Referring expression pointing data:
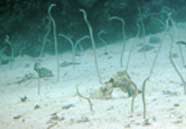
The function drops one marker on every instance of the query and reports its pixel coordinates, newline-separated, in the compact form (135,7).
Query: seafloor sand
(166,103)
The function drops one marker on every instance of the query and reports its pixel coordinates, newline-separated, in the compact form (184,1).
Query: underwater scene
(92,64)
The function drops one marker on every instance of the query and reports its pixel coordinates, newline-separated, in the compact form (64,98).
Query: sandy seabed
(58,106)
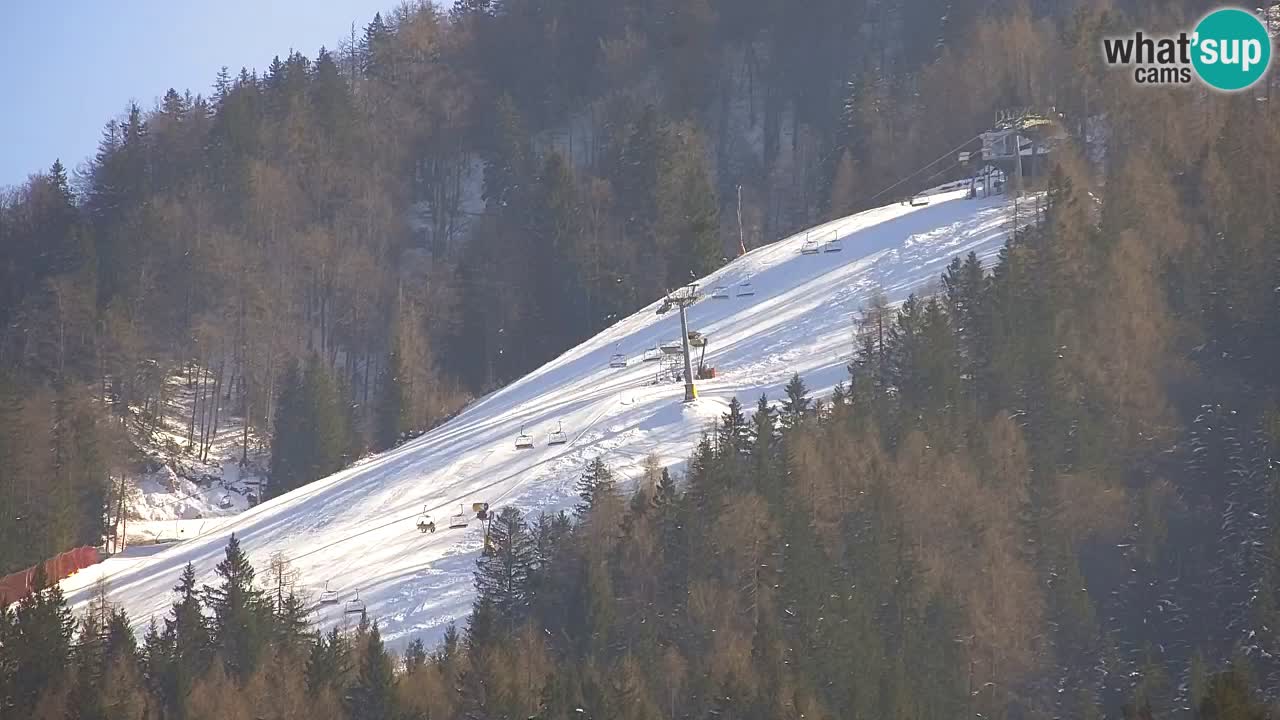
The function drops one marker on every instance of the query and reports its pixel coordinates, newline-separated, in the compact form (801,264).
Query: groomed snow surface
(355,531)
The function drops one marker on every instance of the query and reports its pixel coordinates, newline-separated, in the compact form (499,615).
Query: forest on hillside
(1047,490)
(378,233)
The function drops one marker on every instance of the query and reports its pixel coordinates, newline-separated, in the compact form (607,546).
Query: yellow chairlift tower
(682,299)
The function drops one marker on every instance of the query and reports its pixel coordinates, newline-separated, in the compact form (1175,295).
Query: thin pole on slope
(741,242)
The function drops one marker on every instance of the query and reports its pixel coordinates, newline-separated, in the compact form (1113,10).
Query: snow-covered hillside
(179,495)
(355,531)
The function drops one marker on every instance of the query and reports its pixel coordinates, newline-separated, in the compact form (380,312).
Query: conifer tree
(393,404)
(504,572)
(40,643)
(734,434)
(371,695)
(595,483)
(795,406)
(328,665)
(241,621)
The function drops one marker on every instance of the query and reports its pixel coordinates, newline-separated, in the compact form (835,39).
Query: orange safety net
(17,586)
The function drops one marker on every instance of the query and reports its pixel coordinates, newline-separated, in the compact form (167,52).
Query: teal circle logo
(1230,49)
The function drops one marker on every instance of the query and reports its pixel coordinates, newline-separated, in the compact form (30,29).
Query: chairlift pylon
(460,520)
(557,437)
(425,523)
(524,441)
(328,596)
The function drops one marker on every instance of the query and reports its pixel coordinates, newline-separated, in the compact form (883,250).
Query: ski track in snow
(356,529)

Problem requirements. Please reproduce the records above exactly and leave any picture behind.

Written answer.
The function drops one marker on every instance of the query and reports its pixel coordinates, newline-separated, in the compact form (135,7).
Query: seafloor sand
(166,103)
The function drops one marker on every instance of the query and reports its pixel coordinates, newline-separated, in the compact form (184,1).
Query: underwater scene
(92,64)
The function drops one marker on every instance of the query and reports its pixel coordinates, newline-separated, in the compact form (64,98).
Query: sandy seabed
(58,106)
The function drops one marker on every instance of the query and reports its pixel coordinates, newline-separated, in the compact form (801,264).
Query: groomed snow surface
(355,531)
The function drops one marker on every instance of the query and reports its pixel coordinates, newline-separated, in the compact form (499,615).
Query: forest on hillside
(1047,490)
(378,233)
The function drops one marker on every instance of the query and reports its pixel coordinates, newline-separated, in the compact form (607,546).
Query: yellow chairlift tower
(682,299)
The function drops one marker on every instance of the query and reports its pixel coordinates, newline-separated, in the compact form (1175,295).
Query: thin pole on slope
(741,242)
The function drops one marker on every instance of the query and reports its pixel coordinates, newline-separated, in the compact form (1113,10).
Query: snow-covered hillside
(179,495)
(355,531)
The function drops one marker on every instance of the query and reports its pixel coordinates, newline-separated, in the compact form (380,312).
Query: conifer tree
(393,404)
(504,572)
(40,643)
(734,434)
(371,695)
(595,483)
(795,406)
(328,665)
(241,621)
The function drops one marker on every instance of the query and reports its pixel coordinates, newline-separated, in the compact form (835,39).
Query: orange safety net
(17,586)
The function drops one marker on every instance of the query and reports its pixel coordinates, newline-separated, in the compact form (167,52).
Query: teal circle logo
(1230,49)
The function drops one marker on every instance of the query and reports its pixel coordinates, newline-separated, in the compact form (30,29).
Query: chairlift pylon
(460,520)
(557,437)
(425,523)
(524,441)
(328,596)
The function drops one marker on every instance of the query and reports its pixel coordinates, newline-separated, in the compact form (883,250).
Query: ski track in snow
(356,529)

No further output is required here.